***** PASSAGE PROVIDED *****

How to Keep Your Nest Egg Intact After a Layoff

Unexpected job loss -- stressful as it is -- comes with another headache: what to do about your 401(k). Without careful attention, there are plenty of taxes and penalties that could shrink your existing retirement account balance. Here is how to keep your retirement stash intact when your job is eliminated.

Find out if you are vested. All the money that you deposit into a 401(k) still belongs to you after a layoff. But you can only keep your employer's contributions if they are vested. Only about a third of 401(k) plans provided immediate vesting in 2008, which means employees can keep a 401(k) match when it is deposited, according to a Profit Sharing/401k Council of America survey. Other retirement accounts may require you to be with the company for several years before you can keep any of your employer match or gradually increase the percentage you may keep based on job tenure. Find out how much of your employer's contributions you are entitled to.

***** PROVIDED MATERIAL *****

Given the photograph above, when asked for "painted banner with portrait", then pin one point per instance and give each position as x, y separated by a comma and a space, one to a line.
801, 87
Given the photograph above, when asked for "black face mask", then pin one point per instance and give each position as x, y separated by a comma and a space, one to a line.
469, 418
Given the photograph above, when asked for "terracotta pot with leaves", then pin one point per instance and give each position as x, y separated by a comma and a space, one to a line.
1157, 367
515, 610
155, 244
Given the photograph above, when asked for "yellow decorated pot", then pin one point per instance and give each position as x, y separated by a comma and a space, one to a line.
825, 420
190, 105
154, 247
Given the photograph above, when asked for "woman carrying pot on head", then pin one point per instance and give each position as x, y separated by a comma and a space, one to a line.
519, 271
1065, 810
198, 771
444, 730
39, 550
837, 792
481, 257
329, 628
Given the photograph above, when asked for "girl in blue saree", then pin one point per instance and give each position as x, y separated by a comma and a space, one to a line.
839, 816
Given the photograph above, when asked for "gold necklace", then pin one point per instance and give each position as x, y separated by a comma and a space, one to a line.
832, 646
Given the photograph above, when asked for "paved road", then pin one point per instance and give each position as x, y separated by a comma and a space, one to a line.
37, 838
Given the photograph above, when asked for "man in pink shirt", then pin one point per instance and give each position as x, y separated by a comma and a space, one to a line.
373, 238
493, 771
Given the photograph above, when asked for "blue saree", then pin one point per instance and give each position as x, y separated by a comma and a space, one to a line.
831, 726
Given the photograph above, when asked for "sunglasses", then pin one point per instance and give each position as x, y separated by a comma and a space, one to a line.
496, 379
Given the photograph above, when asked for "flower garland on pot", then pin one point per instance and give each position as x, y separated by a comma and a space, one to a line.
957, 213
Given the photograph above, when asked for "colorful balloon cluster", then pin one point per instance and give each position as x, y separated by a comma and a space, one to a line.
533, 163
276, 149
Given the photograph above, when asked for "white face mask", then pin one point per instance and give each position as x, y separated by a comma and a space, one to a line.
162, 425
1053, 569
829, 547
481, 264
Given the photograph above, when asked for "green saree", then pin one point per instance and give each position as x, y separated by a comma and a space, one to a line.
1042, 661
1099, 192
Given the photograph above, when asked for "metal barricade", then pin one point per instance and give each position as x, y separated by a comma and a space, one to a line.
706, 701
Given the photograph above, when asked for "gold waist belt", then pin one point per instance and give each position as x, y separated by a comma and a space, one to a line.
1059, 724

*****

EXERCISE TASKS:
**A)** According to the layoff 401(k) article, what share of 401(k) plans provided immediate vesting in 2008?
**B)** Reproduce the layoff 401(k) article starting with "How to Keep Your Nest" and going on through "job is eliminated.", substituting "burden" for "headache".
These rows have nothing to do with the layoff 401(k) article.

SOLUTION LIST:
**A)** About a third.

**B)**
How to Keep Your Nest Egg Intact After a Layoff

Unexpected job loss -- stressful as it is -- comes with another burden: what to do about your 401(k). Without careful attention, there are plenty of taxes and penalties that could shrink your existing retirement account balance. Here is how to keep your retirement stash intact when your job is eliminated.